Texto citado ▸

++++++++++++++++++++

Simplesmente eu não estou hoje para conversas

Por Márcia Martins

Deve existir neste mundo dos humanos uma expressão facial universal que, em pleno 2018, uma vez utilizada passe o significado imediato de "não estou nem um pouco a fim de jogar conversa fiada hoje". Pronto. Simples. Direto ao ponto. Sem meias palavras. Sem a necessidade de machucar ninguém. Sem passar a ideia de falta de educação. Sem precisar ser claro o suficiente para explicar a ausência de vontade de trocar palavras. E, principalmente, sem o constrangimento insuportável de obrigar a pessoa que não está interessada em lero-lero a entabular um assunto banal e chato com o desconhecido.

Pequenos sinais faciais. Como uma testa franzida talvez. Um olhar atravessado e até desviado para dar a impressão de enfado. Um lábio torcido com um leve movimento a indicar nojo. Negativas sucessivas com a cabeça a revelar pouca e nenhuma disposição de estender um assunto. Acredito que alguma destas alternativas deva funcionar para evitar a frase desagradável e mágica que encerra de vez a conversa chata e tediosa entre estranhos que é: "Me desculpe, mas definitivamente não estou com ânimo para muito papo".

Mas nem sempre (com alguma frequência, arrisco dizer) estas expressões ou pequenos sinais são compreendidos pela pessoa que se encontra ávida para levar adiante um assunto com o primeiro desconhecido que passa pela sua frente. Seja na fila do banco. No ponto de ônibus. Na mesa do restaurante. No supermercado enquanto pesquisa os valores dos produtos e sempre resolve reclamar da disparada no preço do feijão. Então, é preciso tomar uma boa dose de paciência, goles generosos de tolerância, gotas excessivas de serenidade e pedir a ajuda de todos os santos, os orixás, os espíritos evoluídos, os duendes, as fadas e rezar em todas as línguas.

Um domingo ensolarado destes, depois de realizar a minha caminhada política no Brique da Redenção, entrei para almoçar calmamente em um estabelecimento pequeno com uma comida honesta e de preço acessível ali no bairro Bom Fim. Fiquei aguardando que vagasse uma mesa e recusei o convite de uma senhora bem gentil para que eu sentasse com ela a fim de não ficar esperando em pé. A recusa já me mostrou que eu não estava, naquele dia, para "conversas de matilde". Meu único desejo era almoçar em paz, sossegada e, em seguida, retornar para minha casa, descansar um pouco para reiniciar a minha jornada militante.

++++++++++++++++++++

Material extraído ▸

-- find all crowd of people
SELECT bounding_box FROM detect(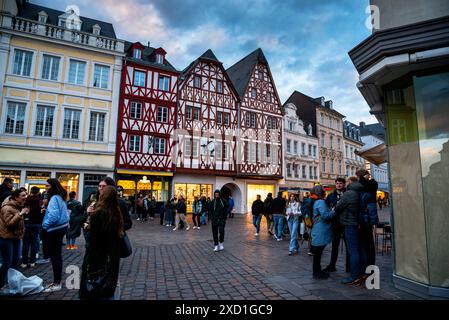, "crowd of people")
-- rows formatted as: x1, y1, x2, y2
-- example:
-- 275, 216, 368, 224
0, 177, 132, 300
0, 169, 378, 299
251, 169, 378, 286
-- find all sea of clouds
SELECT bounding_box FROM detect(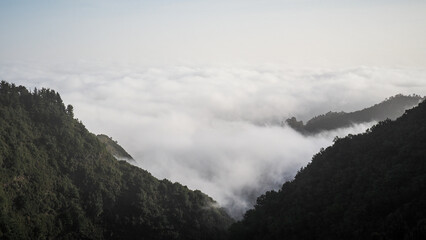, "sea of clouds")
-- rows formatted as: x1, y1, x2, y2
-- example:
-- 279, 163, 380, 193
0, 62, 426, 218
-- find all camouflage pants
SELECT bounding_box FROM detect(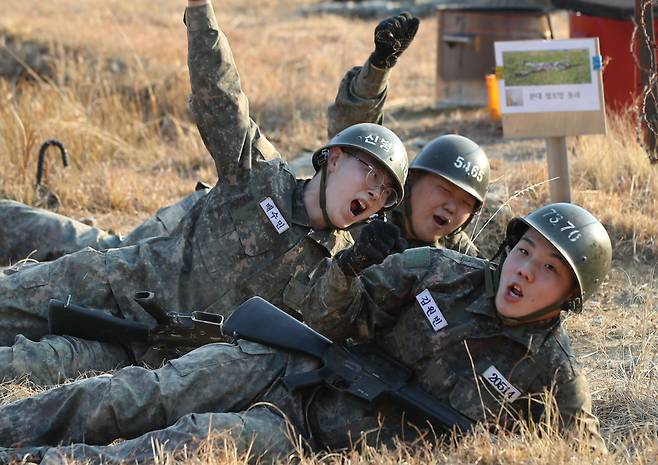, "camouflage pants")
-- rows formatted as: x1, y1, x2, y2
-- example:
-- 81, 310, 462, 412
0, 335, 134, 386
0, 407, 293, 465
0, 249, 134, 384
0, 341, 296, 463
0, 188, 208, 266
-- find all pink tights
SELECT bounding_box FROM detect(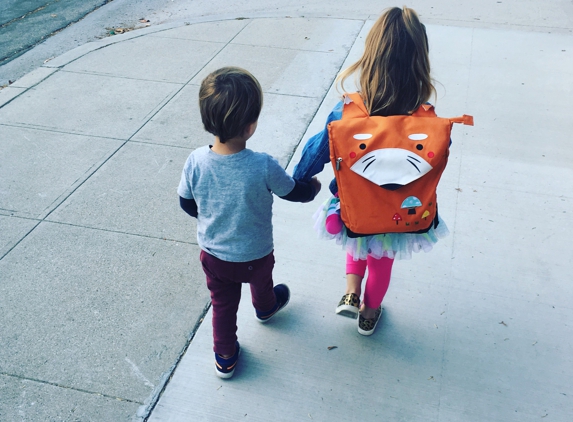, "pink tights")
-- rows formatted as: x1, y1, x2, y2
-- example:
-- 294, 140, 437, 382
346, 254, 394, 309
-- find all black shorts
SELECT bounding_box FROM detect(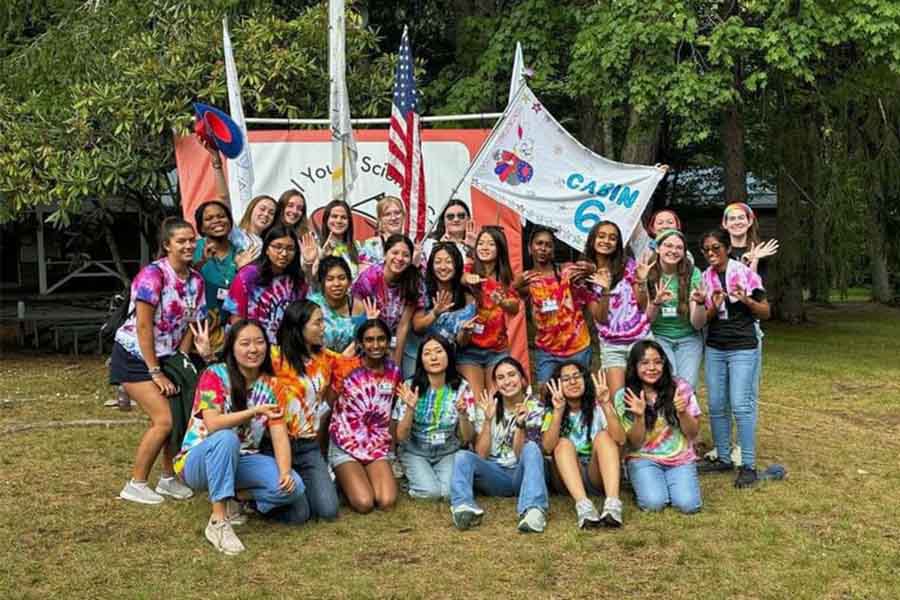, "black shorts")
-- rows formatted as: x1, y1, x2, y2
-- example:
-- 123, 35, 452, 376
109, 342, 153, 385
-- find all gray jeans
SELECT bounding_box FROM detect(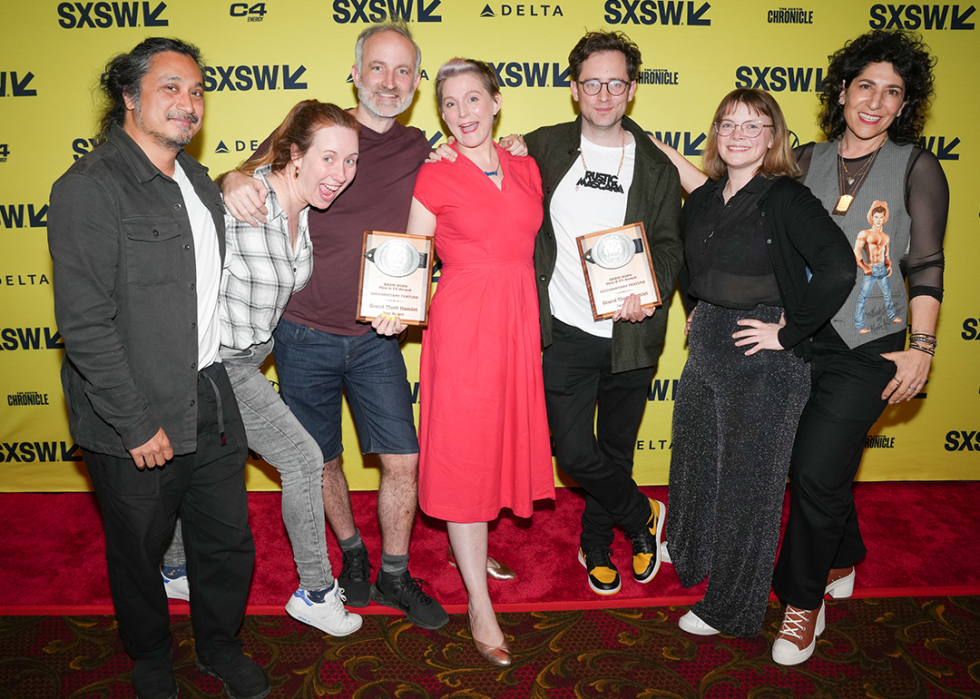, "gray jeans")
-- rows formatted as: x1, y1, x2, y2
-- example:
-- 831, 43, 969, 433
163, 339, 333, 590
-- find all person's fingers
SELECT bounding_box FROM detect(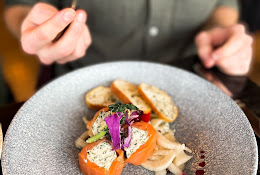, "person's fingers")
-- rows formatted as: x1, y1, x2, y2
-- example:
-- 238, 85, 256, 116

++++++++++++++++++++

Tarefa ▸ Escreva a continuação do texto sobre a falta de vontade de conversar com desconhecidos, começando logo depois da última frase apresentada.

Resposta ▸
Quando finalmente arrumei uma mesa e já havia solicitado o prato do cardápio, uma senhora de uns 75 anos (imagino) nem perguntou se poderia me fazer companhia e foi sentando ao meu lado, puxando para o seu canto todos os temperos e me entregou uns panfletos de uma religião que não faço a mínima ideia do que se tratava. Como sou, embora nem sempre pareça, uma pessoa muito educada, disse que não queria seus papéis e desviei o olhar para não estimular a conversa. Daí, a senhora resolveu falar sobre o tempo, o sol, a chuva, as pessoas estranhas na rua, mulheres com mulheres e homens com homens. Ai, meus sais. Não queria comentar a meteorologia com a estranha e menos ainda ouvir suas impressões sobre diversidade sexual.

Em respeito aos seus cabelos brancos, dei um resmungo e encerrei tal prosa. Pois não é que a senhora, mesmo vendo a minha camiseta tapada de adesivos dos candidatos majoritários e de deputado federal e estadual do partido que apoio e para o qual milito, decidiu me fazer propaganda daquela criatura que concorre à presidência e cujo nome eu me recuso a escrever ou pronunciar. Assim que iria iniciar, em um tom um pouco mais áspero uma conversa com ela dizendo que eu tinha as minhas escolhas políticas, que não estava oferecendo para ela as minhas opções e que não desejava falar ali com desconhecidas, vagou uma mesa mais perto da televisão e eu pedi licença afirmando que precisava escutar o noticiário. Mentira, é claro.

Foi então que pensei na tal expressão facial universal que poderia ser a solução de muitos problemas quando simplesmente as pessoas não estão simpáticas para levar adiante conversas sem sentido. Educadamente. Sem magoar. Sem ter que trocar de mesa. Sem ter que emitir som nenhum.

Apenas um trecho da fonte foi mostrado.